Page text:
* START *
CARL CARNICELLI, APPELLANT,
v.
WILLIAM J. BARTRAM, JR., AND MARJORIE B. BARTRAM, HIS WIFE



No. 241 Pittsburgh, 1980, Appeal from Order of the Court of Common Pleas of Allegheny County, Civil Division at No. 3002, July Term, 1972.

COUNSEL

Dina G. McIntyre, Pittsburgh, for appellant.

Edward L. Kochuba, Pittsburgh, for appellees.

Spaeth, Wickersham and Lipez, JJ. Wickersham, J., concurs in the result.

Author: Spaeth

[ 289 Pa. Super. Page 427]

This appeal is from an order granting a new trial. We reverse because the lower court relied on reasons not specifically assigned in the motion for new trial, and remand so that the court may consider those reasons that were specifically assigned.

-1-

An order granting or refusing to grant a new trial is within the discretion of the lower court. However, the discretion is not absolute, Decker v. Kulesza, 369 Pa. 259, 85 A.2d 413 (1952); Albert v. Alter, 252 Pa. Super. 203, 381 A.2d

[ 289 Pa. Super. Page 428459]

(1977), and if the order is based on an error of law or represents an abuse of discretion, we will reverse. Handfinger v. Philadelphia Gas Works, 439 Pa. 130, 266 A.2d 769 (1970); Weaver v. Firestone Tire & Rubber Co., 367 Pa. Super. 548, 407 A.2d 45 (1979); Sindler v. Goldman, 256 Pa. Super. 417, 389 A.2d 1192 (1978). In reviewing the order, we examine all of the evidence presented at trial. Hayter v. Sileo, 230 Pa. Super. 329, 326 A.2d 462 (1974).

Appellant is an architect and engineer. He brought the present action to recover fees for architectural and engineering services rendered to appellee pursuant to a series of oral contracts.*fn1 Appellee counterclaimed for amounts loaned or advanced to appellant. The jury returned verdicts of $155,000 for appellant and $6,900 for appellee. On appellee's motion, the lower court granted a new trial as to both appellant's claim and appellee's counterclaim.
* END *
Brief 1: Can you extract the passage of the court opinion word for word, starting at "[ 289 Pa. Super. Page 427]" and ending at "were specifically assigned."?

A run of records
* START *
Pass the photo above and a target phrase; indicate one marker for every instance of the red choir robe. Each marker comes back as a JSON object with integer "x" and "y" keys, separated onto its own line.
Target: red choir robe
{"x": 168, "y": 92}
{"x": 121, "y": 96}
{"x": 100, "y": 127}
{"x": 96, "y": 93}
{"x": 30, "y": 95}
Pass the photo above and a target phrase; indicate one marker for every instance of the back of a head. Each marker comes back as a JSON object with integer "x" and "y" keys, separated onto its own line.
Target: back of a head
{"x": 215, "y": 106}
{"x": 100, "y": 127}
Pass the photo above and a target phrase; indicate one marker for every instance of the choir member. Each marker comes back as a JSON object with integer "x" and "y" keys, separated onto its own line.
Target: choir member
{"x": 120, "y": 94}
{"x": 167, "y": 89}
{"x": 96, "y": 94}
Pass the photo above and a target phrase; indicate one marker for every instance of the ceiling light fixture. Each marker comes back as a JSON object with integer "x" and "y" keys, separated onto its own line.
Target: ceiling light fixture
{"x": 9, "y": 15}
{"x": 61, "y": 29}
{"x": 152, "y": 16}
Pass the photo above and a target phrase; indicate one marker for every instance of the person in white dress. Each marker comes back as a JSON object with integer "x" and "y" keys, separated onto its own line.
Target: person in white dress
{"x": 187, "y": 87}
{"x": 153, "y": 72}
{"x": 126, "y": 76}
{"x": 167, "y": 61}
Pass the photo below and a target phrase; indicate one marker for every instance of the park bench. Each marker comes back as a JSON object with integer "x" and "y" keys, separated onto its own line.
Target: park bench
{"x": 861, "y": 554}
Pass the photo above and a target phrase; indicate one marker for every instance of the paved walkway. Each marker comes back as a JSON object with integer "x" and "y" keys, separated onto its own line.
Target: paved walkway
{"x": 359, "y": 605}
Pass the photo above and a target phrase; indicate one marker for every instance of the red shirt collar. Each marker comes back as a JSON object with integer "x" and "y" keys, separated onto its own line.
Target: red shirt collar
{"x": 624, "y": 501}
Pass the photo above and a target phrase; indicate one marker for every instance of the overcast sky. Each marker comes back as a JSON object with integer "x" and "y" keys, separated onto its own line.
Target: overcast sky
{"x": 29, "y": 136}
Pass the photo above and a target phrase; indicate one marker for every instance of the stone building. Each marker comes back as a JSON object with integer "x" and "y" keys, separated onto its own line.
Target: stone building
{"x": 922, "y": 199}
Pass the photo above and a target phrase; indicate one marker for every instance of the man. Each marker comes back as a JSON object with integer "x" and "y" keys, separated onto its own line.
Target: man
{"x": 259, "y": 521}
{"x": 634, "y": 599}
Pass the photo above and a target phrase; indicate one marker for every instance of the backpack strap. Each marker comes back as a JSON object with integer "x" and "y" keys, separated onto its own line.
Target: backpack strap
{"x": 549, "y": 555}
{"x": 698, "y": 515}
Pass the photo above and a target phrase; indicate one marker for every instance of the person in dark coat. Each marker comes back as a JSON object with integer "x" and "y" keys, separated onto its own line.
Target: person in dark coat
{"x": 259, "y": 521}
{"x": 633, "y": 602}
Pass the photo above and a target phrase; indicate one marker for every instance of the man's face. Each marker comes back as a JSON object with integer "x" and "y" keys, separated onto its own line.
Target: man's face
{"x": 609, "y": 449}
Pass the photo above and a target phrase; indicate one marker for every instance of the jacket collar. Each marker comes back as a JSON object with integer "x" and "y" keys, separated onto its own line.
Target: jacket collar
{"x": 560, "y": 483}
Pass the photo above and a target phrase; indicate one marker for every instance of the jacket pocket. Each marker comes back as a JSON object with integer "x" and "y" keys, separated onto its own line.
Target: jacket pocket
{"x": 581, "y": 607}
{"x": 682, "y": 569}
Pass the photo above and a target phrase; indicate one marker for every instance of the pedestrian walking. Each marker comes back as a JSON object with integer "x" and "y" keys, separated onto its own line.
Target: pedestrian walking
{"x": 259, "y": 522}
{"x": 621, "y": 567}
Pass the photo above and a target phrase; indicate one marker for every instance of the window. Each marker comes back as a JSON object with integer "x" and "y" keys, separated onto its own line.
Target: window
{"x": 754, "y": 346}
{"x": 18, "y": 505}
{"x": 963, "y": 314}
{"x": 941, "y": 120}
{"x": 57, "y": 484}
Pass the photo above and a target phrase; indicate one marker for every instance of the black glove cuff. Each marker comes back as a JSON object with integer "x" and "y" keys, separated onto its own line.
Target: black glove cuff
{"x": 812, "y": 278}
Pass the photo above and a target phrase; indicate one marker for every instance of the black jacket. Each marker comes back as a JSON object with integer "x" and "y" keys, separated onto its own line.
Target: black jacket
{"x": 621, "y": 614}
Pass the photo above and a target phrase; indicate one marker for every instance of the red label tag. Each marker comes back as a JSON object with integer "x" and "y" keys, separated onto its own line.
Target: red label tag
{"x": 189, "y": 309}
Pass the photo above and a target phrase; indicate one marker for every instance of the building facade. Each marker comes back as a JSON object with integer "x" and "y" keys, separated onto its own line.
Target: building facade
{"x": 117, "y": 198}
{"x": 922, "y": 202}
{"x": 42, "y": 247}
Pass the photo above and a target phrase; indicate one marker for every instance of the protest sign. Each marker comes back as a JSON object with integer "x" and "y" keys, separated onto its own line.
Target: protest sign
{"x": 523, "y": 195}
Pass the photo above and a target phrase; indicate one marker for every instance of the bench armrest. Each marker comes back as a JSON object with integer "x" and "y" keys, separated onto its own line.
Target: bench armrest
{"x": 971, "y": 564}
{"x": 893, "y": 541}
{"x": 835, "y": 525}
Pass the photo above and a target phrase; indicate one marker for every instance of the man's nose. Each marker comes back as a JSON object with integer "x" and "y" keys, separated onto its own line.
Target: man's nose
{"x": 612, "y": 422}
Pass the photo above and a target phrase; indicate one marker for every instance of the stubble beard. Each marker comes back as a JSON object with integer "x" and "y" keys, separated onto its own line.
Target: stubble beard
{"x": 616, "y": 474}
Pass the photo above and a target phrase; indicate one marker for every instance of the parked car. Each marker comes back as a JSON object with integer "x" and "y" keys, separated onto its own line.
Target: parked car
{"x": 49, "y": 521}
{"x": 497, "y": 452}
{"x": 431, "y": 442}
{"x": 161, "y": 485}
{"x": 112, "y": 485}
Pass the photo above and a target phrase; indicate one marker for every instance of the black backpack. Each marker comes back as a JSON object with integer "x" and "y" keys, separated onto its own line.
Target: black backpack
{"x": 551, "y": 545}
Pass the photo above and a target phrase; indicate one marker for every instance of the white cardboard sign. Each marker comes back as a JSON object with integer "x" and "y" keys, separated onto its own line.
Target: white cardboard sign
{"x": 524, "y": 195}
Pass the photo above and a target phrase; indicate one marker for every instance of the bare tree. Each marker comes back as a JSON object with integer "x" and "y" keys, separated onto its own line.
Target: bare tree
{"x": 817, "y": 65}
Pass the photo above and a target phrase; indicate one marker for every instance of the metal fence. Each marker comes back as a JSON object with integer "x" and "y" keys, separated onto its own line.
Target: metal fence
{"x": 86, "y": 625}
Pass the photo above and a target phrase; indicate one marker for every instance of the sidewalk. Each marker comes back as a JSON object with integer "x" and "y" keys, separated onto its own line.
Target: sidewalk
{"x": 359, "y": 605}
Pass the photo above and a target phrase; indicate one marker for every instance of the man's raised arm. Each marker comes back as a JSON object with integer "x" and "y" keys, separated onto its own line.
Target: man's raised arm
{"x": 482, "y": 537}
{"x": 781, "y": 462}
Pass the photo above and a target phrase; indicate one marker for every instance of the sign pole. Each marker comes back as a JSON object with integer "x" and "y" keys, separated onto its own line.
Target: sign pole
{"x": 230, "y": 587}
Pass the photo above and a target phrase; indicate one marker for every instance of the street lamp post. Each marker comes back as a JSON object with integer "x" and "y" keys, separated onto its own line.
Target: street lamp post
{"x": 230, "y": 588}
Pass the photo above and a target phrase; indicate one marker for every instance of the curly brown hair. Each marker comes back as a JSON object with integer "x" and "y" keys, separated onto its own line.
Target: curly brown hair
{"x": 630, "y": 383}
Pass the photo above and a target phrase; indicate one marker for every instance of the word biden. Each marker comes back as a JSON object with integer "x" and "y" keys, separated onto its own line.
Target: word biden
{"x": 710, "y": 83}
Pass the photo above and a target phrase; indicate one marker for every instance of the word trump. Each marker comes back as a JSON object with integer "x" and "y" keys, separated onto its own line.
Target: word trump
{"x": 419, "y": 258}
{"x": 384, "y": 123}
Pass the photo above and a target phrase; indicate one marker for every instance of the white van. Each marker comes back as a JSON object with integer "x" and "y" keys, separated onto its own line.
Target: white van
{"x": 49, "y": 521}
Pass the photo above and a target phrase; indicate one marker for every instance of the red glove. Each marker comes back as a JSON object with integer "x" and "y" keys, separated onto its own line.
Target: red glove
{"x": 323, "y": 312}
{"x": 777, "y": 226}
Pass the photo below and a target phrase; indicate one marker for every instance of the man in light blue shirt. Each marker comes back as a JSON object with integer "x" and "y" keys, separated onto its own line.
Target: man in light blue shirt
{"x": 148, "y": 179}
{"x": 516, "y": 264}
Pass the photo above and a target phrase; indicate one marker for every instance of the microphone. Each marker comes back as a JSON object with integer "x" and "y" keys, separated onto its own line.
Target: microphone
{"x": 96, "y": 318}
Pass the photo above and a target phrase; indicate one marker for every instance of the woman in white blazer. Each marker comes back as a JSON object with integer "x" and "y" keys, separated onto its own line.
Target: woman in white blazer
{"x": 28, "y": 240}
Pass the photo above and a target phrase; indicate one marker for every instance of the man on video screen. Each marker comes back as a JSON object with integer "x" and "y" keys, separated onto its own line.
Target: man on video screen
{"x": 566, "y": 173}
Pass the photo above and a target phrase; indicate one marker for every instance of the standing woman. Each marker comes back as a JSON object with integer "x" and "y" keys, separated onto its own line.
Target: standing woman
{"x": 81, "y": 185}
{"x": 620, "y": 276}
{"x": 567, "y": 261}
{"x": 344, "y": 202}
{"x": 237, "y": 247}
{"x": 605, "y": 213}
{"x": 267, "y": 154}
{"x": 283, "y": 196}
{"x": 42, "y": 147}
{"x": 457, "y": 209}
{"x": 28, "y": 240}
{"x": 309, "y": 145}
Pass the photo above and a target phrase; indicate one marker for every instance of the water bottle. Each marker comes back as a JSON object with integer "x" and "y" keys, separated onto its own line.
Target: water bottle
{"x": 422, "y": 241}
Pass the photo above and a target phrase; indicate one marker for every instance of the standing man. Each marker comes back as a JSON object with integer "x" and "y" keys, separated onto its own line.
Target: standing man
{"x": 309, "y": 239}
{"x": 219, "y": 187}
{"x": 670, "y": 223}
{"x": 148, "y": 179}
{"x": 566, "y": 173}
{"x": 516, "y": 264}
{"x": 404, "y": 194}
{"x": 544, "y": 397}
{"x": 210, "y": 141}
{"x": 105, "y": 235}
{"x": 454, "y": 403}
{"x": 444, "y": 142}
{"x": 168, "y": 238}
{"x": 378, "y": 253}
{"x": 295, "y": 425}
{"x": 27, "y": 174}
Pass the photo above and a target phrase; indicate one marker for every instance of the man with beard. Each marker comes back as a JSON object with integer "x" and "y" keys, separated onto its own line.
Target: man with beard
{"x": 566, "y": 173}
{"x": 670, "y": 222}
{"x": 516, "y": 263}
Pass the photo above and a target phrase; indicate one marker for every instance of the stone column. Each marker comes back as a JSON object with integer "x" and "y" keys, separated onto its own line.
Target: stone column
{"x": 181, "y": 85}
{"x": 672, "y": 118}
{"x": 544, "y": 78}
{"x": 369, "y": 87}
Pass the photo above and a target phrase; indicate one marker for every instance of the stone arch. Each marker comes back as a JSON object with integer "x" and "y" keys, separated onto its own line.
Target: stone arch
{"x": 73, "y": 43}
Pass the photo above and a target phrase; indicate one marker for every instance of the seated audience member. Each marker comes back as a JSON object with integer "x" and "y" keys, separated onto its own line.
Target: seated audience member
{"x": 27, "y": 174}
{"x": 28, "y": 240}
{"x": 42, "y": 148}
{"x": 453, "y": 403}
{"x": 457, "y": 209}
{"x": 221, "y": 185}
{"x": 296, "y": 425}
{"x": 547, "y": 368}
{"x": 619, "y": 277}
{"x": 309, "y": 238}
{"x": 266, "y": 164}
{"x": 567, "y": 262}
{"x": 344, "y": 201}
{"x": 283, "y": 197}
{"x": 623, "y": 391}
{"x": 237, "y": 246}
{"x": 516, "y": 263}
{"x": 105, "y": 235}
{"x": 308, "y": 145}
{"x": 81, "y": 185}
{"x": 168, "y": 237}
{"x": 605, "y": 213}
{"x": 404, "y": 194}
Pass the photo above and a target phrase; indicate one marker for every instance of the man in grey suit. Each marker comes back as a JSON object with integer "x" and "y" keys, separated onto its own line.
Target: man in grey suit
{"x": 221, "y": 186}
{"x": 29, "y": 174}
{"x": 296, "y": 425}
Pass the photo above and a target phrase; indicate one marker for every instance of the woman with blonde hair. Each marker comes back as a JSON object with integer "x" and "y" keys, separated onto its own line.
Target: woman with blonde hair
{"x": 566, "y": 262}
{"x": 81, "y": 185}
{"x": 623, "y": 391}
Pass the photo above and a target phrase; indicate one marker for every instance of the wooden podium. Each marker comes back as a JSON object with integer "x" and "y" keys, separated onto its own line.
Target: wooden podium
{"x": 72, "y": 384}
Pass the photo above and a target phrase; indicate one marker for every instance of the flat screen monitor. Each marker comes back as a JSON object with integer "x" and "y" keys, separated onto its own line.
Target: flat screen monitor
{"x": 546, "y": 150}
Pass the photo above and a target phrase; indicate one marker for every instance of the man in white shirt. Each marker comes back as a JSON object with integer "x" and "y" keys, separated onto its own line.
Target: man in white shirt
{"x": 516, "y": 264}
* END *
Brief 2: Can you copy the records word for word, starting at the line that contains "in white shirt." and ending at the final line of the records?

Full solution 1:
[ 289 Pa. Super. Page 427]

This appeal is from an order granting a new trial. We reverse because the lower court relied on reasons not specifically assigned in the motion for new trial, and remand so that the court may consider those reasons that were specifically assigned.

Full solution 2:
Pass the photo above and a target phrase; indicate one marker for every instance of the man in white shirt. Each marker comes back as a JSON object with integer "x" and "y" keys, separated onto its own line.
Target: man in white shirt
{"x": 516, "y": 264}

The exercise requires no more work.